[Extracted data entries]
——

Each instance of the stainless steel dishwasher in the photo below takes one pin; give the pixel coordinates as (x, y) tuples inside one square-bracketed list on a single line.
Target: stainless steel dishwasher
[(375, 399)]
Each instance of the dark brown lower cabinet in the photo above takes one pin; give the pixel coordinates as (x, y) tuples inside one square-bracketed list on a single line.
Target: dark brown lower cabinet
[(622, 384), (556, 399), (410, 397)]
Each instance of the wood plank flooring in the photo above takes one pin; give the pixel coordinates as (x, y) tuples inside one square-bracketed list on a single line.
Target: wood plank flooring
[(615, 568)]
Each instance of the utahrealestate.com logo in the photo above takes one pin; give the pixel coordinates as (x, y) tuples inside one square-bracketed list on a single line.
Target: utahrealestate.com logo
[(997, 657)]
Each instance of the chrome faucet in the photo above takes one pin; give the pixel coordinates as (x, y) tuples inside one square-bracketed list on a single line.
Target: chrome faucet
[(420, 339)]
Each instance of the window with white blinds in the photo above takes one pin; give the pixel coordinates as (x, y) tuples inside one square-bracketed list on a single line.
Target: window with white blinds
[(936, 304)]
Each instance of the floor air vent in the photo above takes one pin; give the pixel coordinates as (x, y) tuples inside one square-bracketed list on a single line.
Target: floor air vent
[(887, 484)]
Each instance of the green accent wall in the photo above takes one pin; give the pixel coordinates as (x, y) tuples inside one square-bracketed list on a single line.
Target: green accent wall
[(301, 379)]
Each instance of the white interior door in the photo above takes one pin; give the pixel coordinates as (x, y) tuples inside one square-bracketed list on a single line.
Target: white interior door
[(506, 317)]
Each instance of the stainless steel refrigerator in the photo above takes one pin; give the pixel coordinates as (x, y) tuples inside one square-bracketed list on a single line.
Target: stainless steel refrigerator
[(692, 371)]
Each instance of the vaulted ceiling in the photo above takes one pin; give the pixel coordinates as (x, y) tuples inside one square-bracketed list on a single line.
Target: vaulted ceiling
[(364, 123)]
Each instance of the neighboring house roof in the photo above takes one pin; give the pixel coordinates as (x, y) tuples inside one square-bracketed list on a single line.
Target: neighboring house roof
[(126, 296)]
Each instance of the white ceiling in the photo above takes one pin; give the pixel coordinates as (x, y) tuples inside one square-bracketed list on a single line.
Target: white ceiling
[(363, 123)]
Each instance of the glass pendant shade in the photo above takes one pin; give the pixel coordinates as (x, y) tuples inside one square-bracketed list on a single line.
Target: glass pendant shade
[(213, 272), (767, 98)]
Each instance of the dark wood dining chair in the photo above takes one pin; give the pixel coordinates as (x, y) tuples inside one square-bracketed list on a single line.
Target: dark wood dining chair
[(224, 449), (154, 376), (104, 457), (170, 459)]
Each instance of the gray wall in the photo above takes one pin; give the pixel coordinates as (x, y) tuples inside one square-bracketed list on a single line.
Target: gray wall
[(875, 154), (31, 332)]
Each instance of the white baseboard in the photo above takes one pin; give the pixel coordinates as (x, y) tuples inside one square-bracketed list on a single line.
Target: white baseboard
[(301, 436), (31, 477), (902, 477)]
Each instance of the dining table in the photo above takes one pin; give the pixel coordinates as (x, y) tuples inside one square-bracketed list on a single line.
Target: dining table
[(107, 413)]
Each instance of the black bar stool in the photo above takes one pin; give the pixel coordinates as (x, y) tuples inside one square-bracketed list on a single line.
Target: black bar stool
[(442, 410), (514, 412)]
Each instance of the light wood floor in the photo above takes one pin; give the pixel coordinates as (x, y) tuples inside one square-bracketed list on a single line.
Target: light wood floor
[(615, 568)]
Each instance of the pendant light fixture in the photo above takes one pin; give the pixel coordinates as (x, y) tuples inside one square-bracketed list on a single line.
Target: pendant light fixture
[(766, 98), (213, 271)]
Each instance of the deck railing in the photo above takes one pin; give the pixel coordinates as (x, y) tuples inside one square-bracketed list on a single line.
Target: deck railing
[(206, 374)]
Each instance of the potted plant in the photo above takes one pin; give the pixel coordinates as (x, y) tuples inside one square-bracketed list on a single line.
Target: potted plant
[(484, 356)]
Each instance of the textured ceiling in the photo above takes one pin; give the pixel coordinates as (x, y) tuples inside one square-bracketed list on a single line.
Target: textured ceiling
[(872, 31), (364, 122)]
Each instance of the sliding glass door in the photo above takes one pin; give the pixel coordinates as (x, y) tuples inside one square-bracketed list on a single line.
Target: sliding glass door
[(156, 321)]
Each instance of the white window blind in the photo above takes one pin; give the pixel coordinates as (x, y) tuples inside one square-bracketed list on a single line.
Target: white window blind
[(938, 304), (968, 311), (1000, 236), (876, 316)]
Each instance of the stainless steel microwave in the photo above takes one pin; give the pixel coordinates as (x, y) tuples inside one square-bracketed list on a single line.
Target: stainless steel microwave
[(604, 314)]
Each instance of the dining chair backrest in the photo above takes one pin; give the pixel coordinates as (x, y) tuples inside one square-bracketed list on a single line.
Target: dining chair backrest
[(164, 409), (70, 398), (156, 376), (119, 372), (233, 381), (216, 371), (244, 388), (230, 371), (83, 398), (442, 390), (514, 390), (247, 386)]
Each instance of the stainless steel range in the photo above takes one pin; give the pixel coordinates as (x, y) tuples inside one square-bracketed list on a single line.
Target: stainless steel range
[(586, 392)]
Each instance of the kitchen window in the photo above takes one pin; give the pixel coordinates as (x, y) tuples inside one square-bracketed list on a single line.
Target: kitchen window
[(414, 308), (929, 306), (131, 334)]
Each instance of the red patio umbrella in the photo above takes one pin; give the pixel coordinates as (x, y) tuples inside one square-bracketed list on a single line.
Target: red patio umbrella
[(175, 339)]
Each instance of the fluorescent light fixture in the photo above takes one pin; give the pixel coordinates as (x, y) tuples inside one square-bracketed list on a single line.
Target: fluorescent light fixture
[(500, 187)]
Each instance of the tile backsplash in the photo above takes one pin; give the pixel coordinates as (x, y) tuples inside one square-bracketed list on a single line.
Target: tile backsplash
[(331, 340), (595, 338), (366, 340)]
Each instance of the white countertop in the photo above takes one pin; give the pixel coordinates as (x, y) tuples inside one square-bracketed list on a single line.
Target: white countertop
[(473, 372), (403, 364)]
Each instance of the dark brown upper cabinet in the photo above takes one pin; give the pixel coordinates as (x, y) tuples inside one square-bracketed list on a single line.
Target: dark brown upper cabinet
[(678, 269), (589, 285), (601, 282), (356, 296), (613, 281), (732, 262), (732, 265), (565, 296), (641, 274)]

——

Problem statement:
What do the records say? Quote them all exactly.

Reply:
Each instance of the stainless steel dishwasher in the photo below takes one pin; give the pixel coordinates as (x, y) tuples inside one square-bracketed list on a single line.
Target: stainless steel dishwasher
[(375, 399)]
Each instance of the dark brown lower cabinet in the photo above takes one pin; give the pixel coordinates as (x, y) tuples inside one square-bracketed list on a single line.
Target: dark brown lower cabinet
[(622, 384), (556, 399), (410, 397)]
Each instance of the wood plank flooring in the photo above takes one pin; give the pixel coordinates as (x, y) tuples inside one square-bracketed list on a single line.
Target: wood plank flooring
[(615, 568)]
Each instance of the utahrealestate.com logo in the photo above takes one pin; give the pixel coordinates as (x, y) tuples inside one square-bracketed list on a single line.
Target: utahrealestate.com logo
[(997, 657)]
Each instance of the chrome faucet in the photo above takes one pin; give the pixel coordinates as (x, y) tuples inside one square-bracketed list on a single line.
Target: chrome faucet
[(420, 339)]
Each instance of the window with white blinds in the photo above takes one pin; give the pixel coordinates as (x, y) tuples inside one square-bracketed list on a single line.
Target: window with white blinds
[(936, 304)]
Each instance of the floor air vent in the photo above takes one pin; give the pixel coordinates as (x, y) tuples inside one square-bracketed list on a single line.
Target: floor air vent
[(887, 484)]
Each instance of the green accent wall in the photo above takes one pin; give the pixel coordinates as (x, y) tuples inside one square-bracketed list on a single line.
Target: green accent wall
[(301, 379)]
Each instance of the white interior door in the photo above takes one pin; give the pixel coordinates as (x, y) tuples inside one square-bracketed list on a single line.
Target: white interior door
[(506, 317)]
Each instance of the stainless steel refrigerator in the photo above takes one pin; give the pixel coordinates as (x, y) tuples inside one square-bracketed list on a single line.
Target: stainless steel refrigerator
[(692, 371)]
Each instance of the vaulted ceiling in the photo above takes one pin; give the pixel coordinates as (x, y) tuples inside one square-bracketed list on a single line.
Target: vaulted ceiling
[(364, 123)]
Each instance of the neighboring house roof in the photo above takes one pin; give the pixel coordinates as (x, y) tuples inside one square-bracketed list on a single line.
Target: neighboring house roof
[(126, 296)]
Each instance of the white ceiling in the photo above takes one pin; give the pixel coordinates as (x, y) tuples inside one square-bracketed list on a single line.
Target: white ceiling
[(363, 123)]
Each instance of the glass pendant shade in the photo above takes one pin; give the pixel coordinates as (x, y) tuples inside one square-bracketed list on a single line.
Target: glass pendant shade
[(213, 272), (767, 98)]
Each instance of the dark wood dining chair in the photo above takes one pin; give the pixel coordinates as (x, y) tuples inside one square-bracketed list on a single line.
Target: dark wood dining chair
[(224, 449), (154, 376), (104, 457), (170, 459)]
Each instance of the gray wall in the photo above takes one pin; give the pixel coordinates as (x, y) tuples inside one square-bracketed list on a single line.
Target: gray wall
[(875, 154), (31, 332)]
Each instance of the white baseboard in the photo above takes one pin; give the pixel coordinates as (x, y) tuples inside one square-bracketed list on a single line.
Target: white baseboard
[(301, 436), (31, 477), (902, 477)]
Each instance of the dining table in the photo above takes one pin; give the pixel coordinates as (x, y) tuples inside one square-bracketed list on a single line.
Target: dining table
[(107, 413)]
Each instance of the black bar stool in the photo above takes one pin; give the pixel coordinates as (x, y) tuples inside one square-bracketed list on a single line.
Target: black bar stool
[(442, 410), (514, 412)]
Each instance of the light wood floor in the photo above takes one pin; give the pixel coordinates as (x, y) tuples inside one square-bracketed list on a single line.
Target: light wood floor
[(615, 568)]
Each instance of the pendant light fixture in the photo above takes one pin; give the pixel coordinates as (x, y) tuples inside one square-bracketed list on a single line.
Target: pendant light fixture
[(766, 98), (213, 271)]
Each instance of the deck railing in the photo above takes one pin; give the pixel coordinates as (x, y) tuples inside one square-bracketed list on a single line.
Target: deck railing
[(206, 374)]
Each instance of the potted plant in the photo above takes one pin; give the pixel coordinates as (x, y) tuples inside one square-bracketed list on a single line.
Target: potted plant
[(484, 356)]
Each instance of the textured ceiling in the photo above takes one pin; give the pixel coordinates as (x, y) tuples inside one square-bracketed list on a single line.
Target: textured ceiling
[(872, 31), (364, 122)]
Each instance of the sliding glass door in the photo above takes one pin; give the pixel coordinates as (x, y) tuples inside one square-bracketed list on a single line.
Target: sliding glass door
[(156, 321)]
Each instance of the white window blind in the photo above takes one pin; give the pixel coordinates as (x, y) tuples inside one square-bracketed list on a single line.
Target: white window blind
[(938, 304), (968, 311), (1000, 236), (876, 316)]
Each instance of the stainless steel microwave in the photo above takes one pin; give the pixel coordinates as (x, y) tuples inside one square-bracketed list on a single line.
Target: stainless steel microwave
[(604, 314)]
Each instance of the dining chair backrest in the photo above takes one pin; give the pixel coordinates as (x, y) tuples inside one square-bracketed list on a single line.
Target: dining chair backrest
[(164, 409), (70, 398), (156, 376), (119, 372), (233, 381), (216, 371), (244, 388), (230, 371), (83, 398), (442, 390), (514, 390), (247, 386)]
Each instance of the stainless steel range in the photo above takes one pin; give the pixel coordinates as (x, y) tuples inside one square-bracketed list on a single line.
Target: stainless steel range
[(586, 392)]
Each instance of the kitchen window in the photo above takes one pin; give the pixel coordinates as (x, y) tuples inside one square-bracketed list on a single line.
Target: kitchen window
[(414, 308), (929, 306), (131, 334)]
Each instance of the red patio umbrella in the photo above takes one pin; give the pixel coordinates as (x, y) tuples inside one square-bracketed list on a single line.
Target: red patio umbrella
[(175, 339)]
Each instance of the fluorescent light fixture in the photo above takes one pin; give the pixel coordinates as (x, y) tuples inside one square-bracketed list on a single line.
Target: fluorescent light fixture
[(500, 187)]
Each instance of the tile backsplash in the photo above takes one pin; give the pixel coordinates as (x, y) tuples inside one square-bracketed list on a single line.
Target: tile backsplash
[(331, 340), (595, 338), (366, 340)]
Each instance of the white countertop in the photo above takes one pin; give the pixel coordinates as (x, y) tuples inside one square-bracketed list on a single line.
Target: white countertop
[(473, 372), (403, 364)]
Each instance of the dark brown upper cabinet in the photo above takes one pin; give the pixel coordinates as (x, y) tuples inside one square-bracketed list on a single line.
Target: dark brown upper cabinet
[(678, 269), (589, 285), (601, 282), (356, 296), (613, 281), (732, 262), (732, 265), (565, 296), (641, 274)]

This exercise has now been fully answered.